Start of Data for this exercise

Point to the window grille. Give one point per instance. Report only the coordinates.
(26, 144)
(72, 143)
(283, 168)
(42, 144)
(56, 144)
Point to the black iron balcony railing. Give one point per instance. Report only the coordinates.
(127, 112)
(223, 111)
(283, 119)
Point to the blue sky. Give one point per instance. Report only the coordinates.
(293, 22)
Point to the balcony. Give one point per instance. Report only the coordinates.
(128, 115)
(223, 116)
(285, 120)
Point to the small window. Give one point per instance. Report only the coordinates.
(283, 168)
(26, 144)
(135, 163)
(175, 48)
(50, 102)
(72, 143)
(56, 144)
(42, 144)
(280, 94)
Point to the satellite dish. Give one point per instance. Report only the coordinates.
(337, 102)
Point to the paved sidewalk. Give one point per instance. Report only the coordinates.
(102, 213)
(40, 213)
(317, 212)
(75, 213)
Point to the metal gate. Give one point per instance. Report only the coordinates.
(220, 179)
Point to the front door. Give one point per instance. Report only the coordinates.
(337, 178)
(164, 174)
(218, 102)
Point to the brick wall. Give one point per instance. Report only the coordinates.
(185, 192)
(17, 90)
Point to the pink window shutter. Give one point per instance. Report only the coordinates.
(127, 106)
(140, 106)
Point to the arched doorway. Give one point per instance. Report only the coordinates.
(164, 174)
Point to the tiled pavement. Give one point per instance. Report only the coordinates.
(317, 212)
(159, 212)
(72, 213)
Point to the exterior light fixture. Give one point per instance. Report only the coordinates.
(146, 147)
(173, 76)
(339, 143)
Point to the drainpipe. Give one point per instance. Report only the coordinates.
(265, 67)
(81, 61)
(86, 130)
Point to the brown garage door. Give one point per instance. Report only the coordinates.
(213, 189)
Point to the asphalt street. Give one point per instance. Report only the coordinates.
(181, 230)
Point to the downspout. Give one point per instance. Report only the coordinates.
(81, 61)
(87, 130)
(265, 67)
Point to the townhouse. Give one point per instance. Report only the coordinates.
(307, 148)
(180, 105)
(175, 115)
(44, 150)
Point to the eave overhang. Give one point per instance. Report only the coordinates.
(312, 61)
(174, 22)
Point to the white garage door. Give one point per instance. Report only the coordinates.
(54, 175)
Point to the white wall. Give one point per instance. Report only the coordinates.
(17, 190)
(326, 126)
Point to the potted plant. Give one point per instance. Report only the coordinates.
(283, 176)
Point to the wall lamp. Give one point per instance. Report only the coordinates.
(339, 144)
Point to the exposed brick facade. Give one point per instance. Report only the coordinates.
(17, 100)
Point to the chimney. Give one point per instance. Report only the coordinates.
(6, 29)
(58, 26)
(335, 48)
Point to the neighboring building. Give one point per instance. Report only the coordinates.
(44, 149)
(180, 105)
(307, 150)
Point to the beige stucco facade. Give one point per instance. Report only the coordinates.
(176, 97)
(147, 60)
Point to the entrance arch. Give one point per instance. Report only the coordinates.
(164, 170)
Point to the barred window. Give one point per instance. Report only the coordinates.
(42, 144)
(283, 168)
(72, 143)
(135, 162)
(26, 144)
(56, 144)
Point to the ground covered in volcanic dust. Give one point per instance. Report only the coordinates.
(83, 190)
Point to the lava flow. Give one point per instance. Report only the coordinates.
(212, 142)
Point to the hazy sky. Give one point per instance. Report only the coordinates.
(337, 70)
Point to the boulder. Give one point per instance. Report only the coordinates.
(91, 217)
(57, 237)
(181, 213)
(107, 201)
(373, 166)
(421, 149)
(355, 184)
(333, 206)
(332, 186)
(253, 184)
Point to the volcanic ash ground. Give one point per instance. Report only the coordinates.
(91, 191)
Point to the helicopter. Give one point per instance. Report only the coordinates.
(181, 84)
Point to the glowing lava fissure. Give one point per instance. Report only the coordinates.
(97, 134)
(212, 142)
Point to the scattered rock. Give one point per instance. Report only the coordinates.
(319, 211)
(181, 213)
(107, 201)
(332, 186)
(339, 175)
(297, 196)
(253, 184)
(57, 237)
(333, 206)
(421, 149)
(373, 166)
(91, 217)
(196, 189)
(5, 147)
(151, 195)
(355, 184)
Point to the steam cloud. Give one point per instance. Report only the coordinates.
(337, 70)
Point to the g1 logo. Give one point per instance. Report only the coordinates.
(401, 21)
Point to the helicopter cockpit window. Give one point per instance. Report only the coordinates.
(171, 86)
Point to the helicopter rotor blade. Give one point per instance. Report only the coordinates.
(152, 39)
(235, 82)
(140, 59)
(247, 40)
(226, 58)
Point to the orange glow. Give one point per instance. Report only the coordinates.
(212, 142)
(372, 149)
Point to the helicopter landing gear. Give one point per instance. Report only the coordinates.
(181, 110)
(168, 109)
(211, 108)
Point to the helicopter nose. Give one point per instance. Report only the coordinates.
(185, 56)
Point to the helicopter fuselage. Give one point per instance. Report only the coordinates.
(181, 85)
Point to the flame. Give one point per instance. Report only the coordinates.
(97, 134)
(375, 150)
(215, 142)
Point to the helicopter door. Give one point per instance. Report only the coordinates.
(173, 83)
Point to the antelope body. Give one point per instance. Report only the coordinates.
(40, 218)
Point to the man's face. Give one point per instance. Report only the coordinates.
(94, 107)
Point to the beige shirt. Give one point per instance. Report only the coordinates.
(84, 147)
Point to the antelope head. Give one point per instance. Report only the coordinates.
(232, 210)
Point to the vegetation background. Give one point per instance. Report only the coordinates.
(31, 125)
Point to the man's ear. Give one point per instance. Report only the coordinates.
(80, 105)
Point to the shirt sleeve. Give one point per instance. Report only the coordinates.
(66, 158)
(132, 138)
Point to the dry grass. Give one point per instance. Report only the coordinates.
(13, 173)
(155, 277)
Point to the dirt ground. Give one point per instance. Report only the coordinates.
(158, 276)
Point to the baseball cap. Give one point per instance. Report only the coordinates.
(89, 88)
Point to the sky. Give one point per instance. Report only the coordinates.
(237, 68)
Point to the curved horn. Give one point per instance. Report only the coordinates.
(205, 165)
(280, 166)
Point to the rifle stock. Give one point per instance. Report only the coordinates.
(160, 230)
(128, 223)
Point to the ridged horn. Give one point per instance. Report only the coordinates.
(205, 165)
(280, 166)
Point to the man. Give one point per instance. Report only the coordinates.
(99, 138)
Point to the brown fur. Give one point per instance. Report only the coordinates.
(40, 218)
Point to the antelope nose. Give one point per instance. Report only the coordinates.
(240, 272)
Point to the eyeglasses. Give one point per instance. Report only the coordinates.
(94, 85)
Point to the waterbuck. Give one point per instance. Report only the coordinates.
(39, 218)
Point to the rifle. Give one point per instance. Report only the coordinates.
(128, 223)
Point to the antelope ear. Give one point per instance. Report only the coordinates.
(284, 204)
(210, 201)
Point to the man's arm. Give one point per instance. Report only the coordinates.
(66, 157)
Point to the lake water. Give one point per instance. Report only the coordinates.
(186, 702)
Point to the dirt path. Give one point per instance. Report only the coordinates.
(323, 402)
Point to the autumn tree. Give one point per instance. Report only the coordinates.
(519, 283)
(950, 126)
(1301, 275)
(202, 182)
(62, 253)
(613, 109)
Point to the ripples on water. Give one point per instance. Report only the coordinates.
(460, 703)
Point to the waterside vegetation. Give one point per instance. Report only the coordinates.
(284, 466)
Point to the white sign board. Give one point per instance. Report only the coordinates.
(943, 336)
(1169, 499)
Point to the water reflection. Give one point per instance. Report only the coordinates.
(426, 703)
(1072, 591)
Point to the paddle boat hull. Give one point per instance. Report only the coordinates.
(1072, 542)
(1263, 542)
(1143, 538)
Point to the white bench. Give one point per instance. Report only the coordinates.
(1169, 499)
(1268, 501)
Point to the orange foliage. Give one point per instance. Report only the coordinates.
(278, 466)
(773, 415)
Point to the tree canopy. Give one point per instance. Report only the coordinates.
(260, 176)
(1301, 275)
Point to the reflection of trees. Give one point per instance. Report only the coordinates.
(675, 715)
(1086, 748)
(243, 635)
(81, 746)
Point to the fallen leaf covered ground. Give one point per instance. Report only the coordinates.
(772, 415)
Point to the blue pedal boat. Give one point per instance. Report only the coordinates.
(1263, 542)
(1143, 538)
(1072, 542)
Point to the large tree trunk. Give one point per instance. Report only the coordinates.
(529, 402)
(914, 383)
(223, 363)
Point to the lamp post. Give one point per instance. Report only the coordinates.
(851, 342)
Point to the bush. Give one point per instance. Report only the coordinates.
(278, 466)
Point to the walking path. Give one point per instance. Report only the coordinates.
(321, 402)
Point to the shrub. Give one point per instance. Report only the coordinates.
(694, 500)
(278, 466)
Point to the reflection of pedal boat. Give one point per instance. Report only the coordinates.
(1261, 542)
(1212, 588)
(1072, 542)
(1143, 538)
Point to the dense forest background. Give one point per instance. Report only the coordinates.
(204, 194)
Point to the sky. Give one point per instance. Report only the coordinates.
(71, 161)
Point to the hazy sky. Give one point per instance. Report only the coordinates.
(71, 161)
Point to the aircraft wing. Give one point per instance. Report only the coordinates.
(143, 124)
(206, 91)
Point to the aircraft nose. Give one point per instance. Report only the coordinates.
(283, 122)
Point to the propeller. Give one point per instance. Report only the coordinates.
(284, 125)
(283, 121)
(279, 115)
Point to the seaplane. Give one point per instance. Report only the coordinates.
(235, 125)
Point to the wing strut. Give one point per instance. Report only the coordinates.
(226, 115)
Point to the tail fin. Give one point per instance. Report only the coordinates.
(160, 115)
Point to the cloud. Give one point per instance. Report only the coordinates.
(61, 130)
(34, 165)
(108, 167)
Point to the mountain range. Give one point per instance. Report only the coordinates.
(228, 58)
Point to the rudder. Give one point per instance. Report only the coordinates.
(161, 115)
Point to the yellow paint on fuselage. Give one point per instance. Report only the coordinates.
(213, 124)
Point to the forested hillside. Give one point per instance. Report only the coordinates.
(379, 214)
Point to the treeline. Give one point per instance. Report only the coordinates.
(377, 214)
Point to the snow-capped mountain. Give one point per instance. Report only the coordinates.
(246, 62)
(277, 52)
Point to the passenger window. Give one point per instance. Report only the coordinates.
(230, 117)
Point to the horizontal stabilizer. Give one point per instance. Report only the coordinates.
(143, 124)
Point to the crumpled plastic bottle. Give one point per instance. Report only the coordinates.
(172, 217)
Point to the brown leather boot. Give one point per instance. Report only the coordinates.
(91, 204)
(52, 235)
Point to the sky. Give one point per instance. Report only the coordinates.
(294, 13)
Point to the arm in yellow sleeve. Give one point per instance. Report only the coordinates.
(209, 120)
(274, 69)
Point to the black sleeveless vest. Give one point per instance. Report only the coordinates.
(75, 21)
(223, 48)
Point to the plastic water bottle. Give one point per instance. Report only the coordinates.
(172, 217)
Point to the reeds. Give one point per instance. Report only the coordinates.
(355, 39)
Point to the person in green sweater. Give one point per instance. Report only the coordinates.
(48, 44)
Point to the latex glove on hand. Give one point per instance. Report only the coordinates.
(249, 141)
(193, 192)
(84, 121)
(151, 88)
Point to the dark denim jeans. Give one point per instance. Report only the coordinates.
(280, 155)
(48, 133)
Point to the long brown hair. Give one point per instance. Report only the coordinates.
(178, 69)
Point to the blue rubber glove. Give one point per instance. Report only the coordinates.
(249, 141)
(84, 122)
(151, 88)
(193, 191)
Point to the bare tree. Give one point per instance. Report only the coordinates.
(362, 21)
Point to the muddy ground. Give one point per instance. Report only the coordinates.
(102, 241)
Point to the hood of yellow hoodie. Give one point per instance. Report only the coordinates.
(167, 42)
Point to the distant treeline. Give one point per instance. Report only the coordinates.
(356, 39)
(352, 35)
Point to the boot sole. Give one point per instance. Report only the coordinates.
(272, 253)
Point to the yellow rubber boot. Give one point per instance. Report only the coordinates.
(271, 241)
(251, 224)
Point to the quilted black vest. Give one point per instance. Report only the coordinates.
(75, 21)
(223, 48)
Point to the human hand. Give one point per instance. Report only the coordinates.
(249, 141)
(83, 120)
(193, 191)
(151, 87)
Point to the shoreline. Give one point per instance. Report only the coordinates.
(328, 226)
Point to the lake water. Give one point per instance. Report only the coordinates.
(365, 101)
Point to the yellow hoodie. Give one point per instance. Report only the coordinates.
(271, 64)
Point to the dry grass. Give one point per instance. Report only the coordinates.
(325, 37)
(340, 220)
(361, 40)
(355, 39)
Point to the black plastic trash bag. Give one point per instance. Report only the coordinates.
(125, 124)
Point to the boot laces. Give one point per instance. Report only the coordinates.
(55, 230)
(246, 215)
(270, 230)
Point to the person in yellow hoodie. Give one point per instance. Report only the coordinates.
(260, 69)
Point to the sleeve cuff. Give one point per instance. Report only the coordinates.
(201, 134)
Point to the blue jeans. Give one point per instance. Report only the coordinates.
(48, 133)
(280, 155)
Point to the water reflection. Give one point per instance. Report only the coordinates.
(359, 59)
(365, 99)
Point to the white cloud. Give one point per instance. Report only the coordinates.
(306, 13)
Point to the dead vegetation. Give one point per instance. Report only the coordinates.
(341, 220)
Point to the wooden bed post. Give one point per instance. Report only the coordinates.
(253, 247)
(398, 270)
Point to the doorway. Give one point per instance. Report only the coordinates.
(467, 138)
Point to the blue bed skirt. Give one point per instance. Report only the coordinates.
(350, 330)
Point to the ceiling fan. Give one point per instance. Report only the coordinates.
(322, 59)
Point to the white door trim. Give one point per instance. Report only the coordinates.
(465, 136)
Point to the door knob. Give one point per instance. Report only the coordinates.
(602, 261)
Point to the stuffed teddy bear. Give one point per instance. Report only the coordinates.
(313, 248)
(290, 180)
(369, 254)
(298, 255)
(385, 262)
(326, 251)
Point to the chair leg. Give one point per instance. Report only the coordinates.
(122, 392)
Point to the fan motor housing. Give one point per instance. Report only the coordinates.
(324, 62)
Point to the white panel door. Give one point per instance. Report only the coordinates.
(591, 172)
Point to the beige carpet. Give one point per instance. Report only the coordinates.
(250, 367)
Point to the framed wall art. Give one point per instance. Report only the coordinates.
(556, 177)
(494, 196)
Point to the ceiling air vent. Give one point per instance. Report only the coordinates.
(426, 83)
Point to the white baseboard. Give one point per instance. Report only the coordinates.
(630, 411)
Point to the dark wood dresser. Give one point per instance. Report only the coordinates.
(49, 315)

End of Data for this exercise

▶ What this task involves:
Reproduce exactly every line between the line with "Point to the dark wood" and the last line of the records above, both included.

▶ Result:
Point to the dark wood dresser. Give one point per instance. Report only the coordinates.
(49, 315)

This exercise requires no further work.